Tasks ▸
1. Reproduce unchanged the portion of the listing that opens with the line containing "Can you find the fisco" and continues through the final line of the listing.
2. Continue the passage on the Labour Party from the point at which it stops.

Selected text ▸
[BEGIN]

The slimy Labourite mountebanks gave up even attempting to “take power” understanding that their role is now to carry on a hollow pretence of opposition permanently, just to stretch out the parliamentary fraud a little bit longer.

So their opportunist careerism deliberately evaded “power” in 2010, despite the failure of the crisis-reeling ruling class to properly stitch up a clear election result - handing power over by refusing to form a potential coalition with the Liberals (who also burned their boats by propping up the Tories).

These post-Blairite mountebanks prefer the comfortable “opposition” role rather than being in charge, knowing that the breaking of the crisis would mean either bailing out the fatcats and bludgeoning the working class with “austerity” (Slump) measures - exposing their treachery forever, or seriously taking on the ruling class, which their bourgeois souls will never do.

So they remain passively propping up the “democracy” and “rule of law” game, the greatest trick the bourgeoisie has come up with to fool everyone just about all of the time, covering up the actual dictatorship rule of capital with the deluding pretence of the masses “getting a say” and therefore being able to steadily achieve social advances through “left gains”, “left pressure” and “the desire for peace”.

[END]

Provided information ▸

[BEGIN]

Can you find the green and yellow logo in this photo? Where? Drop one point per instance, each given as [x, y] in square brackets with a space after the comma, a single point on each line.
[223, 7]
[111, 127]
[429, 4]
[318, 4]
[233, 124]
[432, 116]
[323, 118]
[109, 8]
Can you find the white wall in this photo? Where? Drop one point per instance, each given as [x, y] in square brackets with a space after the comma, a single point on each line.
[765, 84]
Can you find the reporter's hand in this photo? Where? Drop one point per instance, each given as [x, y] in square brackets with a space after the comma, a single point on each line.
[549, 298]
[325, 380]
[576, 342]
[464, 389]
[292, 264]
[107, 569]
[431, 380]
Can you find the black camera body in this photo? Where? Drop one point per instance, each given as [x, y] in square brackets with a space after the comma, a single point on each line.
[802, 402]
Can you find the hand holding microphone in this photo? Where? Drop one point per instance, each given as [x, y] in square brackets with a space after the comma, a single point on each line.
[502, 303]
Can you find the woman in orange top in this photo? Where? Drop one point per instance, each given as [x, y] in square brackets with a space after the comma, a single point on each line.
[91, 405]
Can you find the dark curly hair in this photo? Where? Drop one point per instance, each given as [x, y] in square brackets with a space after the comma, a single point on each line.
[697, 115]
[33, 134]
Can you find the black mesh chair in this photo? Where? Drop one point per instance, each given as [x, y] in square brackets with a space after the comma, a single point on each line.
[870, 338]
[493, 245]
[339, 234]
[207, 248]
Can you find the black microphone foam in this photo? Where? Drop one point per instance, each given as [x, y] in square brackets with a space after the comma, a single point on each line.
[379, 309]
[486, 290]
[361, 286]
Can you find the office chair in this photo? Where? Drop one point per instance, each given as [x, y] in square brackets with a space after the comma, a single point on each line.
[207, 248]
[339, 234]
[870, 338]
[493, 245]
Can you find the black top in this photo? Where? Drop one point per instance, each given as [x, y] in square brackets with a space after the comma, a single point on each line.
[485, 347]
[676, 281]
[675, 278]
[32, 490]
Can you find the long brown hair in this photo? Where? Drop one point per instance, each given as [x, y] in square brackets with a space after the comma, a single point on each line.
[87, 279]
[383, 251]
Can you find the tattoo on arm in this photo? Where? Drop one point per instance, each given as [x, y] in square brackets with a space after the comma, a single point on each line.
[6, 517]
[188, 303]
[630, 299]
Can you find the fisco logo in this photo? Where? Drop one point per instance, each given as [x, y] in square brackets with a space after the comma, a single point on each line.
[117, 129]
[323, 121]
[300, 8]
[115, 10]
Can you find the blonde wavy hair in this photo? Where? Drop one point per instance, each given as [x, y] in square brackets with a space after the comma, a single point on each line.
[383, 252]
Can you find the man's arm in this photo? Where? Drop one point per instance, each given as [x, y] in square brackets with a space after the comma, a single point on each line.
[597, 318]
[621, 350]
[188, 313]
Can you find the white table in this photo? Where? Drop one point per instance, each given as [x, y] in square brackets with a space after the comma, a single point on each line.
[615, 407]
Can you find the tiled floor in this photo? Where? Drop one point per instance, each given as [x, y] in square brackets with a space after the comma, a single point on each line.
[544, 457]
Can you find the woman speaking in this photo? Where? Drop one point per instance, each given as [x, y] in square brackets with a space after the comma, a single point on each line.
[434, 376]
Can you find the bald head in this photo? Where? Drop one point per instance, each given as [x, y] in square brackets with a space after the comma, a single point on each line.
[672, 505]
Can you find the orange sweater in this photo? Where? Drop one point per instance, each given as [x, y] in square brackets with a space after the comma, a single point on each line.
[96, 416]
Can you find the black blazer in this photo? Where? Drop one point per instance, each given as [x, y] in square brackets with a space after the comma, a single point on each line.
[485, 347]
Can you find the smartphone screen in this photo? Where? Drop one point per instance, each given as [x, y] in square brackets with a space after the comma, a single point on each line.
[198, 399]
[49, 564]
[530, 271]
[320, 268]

[END]

Written responses ▸
1.
Can you find the fisco logo in this photo? Where? Drop one point per instance, each given as [x, y] in square brackets with a space after the comma, a single point on each line.
[117, 129]
[323, 121]
[300, 8]
[115, 10]
Can you find the blonde wavy hair in this photo? Where? Drop one point per instance, each given as [x, y] in square brackets with a space after the comma, a single point on each line.
[383, 252]
Can you find the man's arm in this photo? Where? Drop one point per instance, each given as [x, y] in square brackets with a space after the comma, a single point on each line.
[597, 318]
[621, 350]
[188, 313]
Can you find the white table in this photo? Where? Drop one point per instance, each given as [x, y] in square brackets with a space after the comma, a single point on each line.
[615, 407]
Can you find the tiled floor in this photo? Where? Drop one point per instance, each given as [x, y] in square brackets with a space after the comma, a single point on each line.
[544, 457]
Can you find the woman speaking in this photo? Where? Drop one point per instance, each given as [x, y] in square brackets with a space after the comma, a single point on each line.
[434, 376]
Can you find the bald head in this photo? Where? Drop one point per instance, each given as [x, y] in square brackets with a space after the comma, a single point on each line.
[672, 505]
Can you find the orange sweater in this photo? Where? Drop one point per instance, each given as [x, y] in square brackets with a space after the comma, a single point on each line.
[96, 416]
Can you find the black blazer in this photo? Where? Drop one point per instance, each given as [x, y] in square brackets with a space after the comma, a single point on each line.
[485, 347]
Can you find the smartphone screen in this photo? Where? Drop one point per instance, each given as [x, y] in square brackets with a space after the comma, a single point on each line.
[198, 399]
[49, 564]
[530, 271]
[320, 268]

2.
Its total gobshyte is also propped up by the cretinous fake-“left” of all shades, wriggling and squirming away from Lenin’s understanding that only complete class war to impose the rule of the working class by proletarian dictatorship can ever change anything.

But bourgeois “democracy” has been refined over centuries and is not a weapon the ruling class wants to throw away until absolutely necessary - even as the crisis pushed the world into the great upheavals and turmoils breaking out everywhere.

In the great 1930s Depression it even used it as the mechanism to impose direct fascist dictatorship as the legally elected Hitler did.

That is the pattern unfolding all over again – this time with the greatest power of all taking the lead in the US where Trump is using populist “democracy” pretences about the “will of the people” and “breaking with the old politics” to trample across democracy (ignoring glaring impeachment crimes), imposing bourgeois dictatorship more openly as the world heads for inter-imperialist war.

Contrary to the “Trump is withdrawing from war” peace idiocies of the revisionist Stalinists, he reflects the buildup of the greatest world conflict ever signalled by the massively escalated arms buildup he has carried through, and the America First trade war hostility against the whole world, particularly against rival imperialist Europe, as signalled by the acrimonious splits and turmoil in the London NATO meeting and the steady rearming of all the major powers.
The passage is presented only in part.